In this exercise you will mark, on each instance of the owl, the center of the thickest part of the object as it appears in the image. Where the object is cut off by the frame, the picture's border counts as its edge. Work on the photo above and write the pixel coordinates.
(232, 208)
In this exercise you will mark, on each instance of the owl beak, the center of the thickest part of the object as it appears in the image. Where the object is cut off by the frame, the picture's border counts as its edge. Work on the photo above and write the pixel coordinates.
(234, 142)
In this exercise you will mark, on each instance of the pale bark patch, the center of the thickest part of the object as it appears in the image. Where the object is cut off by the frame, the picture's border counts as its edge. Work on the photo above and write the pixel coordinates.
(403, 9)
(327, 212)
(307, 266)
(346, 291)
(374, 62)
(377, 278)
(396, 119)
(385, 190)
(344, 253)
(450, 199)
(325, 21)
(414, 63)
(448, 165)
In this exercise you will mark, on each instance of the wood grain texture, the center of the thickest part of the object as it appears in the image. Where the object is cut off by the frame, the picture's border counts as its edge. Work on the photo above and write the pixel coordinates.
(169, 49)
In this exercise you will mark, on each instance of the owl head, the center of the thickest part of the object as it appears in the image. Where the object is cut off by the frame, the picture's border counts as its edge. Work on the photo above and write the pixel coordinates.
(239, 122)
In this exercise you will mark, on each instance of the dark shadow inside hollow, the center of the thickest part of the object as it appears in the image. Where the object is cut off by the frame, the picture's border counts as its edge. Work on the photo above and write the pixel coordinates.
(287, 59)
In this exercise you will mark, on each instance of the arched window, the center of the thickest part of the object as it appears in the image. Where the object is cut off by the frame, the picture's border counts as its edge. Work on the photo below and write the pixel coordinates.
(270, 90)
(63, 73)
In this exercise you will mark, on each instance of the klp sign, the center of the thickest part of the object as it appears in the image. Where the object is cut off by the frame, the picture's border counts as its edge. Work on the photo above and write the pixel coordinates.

> [TASK INSTRUCTIONS]:
Can you reproduce all the material exactly?

> [ANSWER]:
In this exercise you will mark, on each instance of the owl, the center of the thickest part of the object as it appears in the image. Where the object is cut off by the frame, the picture's border counts as its edge. Work on the photo above and write the pixel coordinates.
(232, 208)
In this exercise you will mark, on each instance of the owl beak, the center of the thickest part of the object as it appears in the image. Where the object is cut off by the frame, the picture's border counts as its edge. Work on the photo above and write the pixel coordinates.
(234, 142)
In this exercise you will mark, on each instance of the pale bark patch, the center of the thickest part of the object as it appears in the image. Where the object is cut off by the frame, the picture's border counts as its edge. Work on the photo above and write the pixel coordinates.
(403, 9)
(327, 212)
(307, 266)
(346, 291)
(374, 62)
(377, 278)
(396, 119)
(385, 190)
(344, 253)
(450, 199)
(325, 21)
(414, 63)
(448, 165)
In this exercise you will mark, on each instance of the wood grain texture, the center of the thickest part of the object as it appears in the image. Where the object is cut off by the frame, the picture's border counts as its edge. Work on the photo above and write the pixel coordinates.
(169, 49)
In this exercise you will mark, on each instance of the owl head, the center of the thickest part of the object as it appears in the image. Where the object is cut off by the frame, the picture's border counts as its edge. Work on the photo above and write the pixel coordinates.
(239, 122)
In this exercise you will mark, on each instance of the dark shadow inside hollow, the center of the thickest part of the object as it appears in the image. Where the object is cut off by the frame, the picture's border counts as its edge. Work on the photo above and write the pixel coordinates.
(287, 59)
In this exercise you will mark, on each instance of the arched window, the center of the thickest part of the object as it appears in the image. Where the object is cut off by the frame, the picture's border counts as its edge. Work on the photo below and write the pixel coordinates.
(270, 90)
(63, 73)
In this exercise you will mark, on each instance of the klp sign, the center of the thickest part of the object as it appears in the image. Where the object is cut off by the frame, the picture's border counts as its edge. Work on the photo above and write the pixel coordinates.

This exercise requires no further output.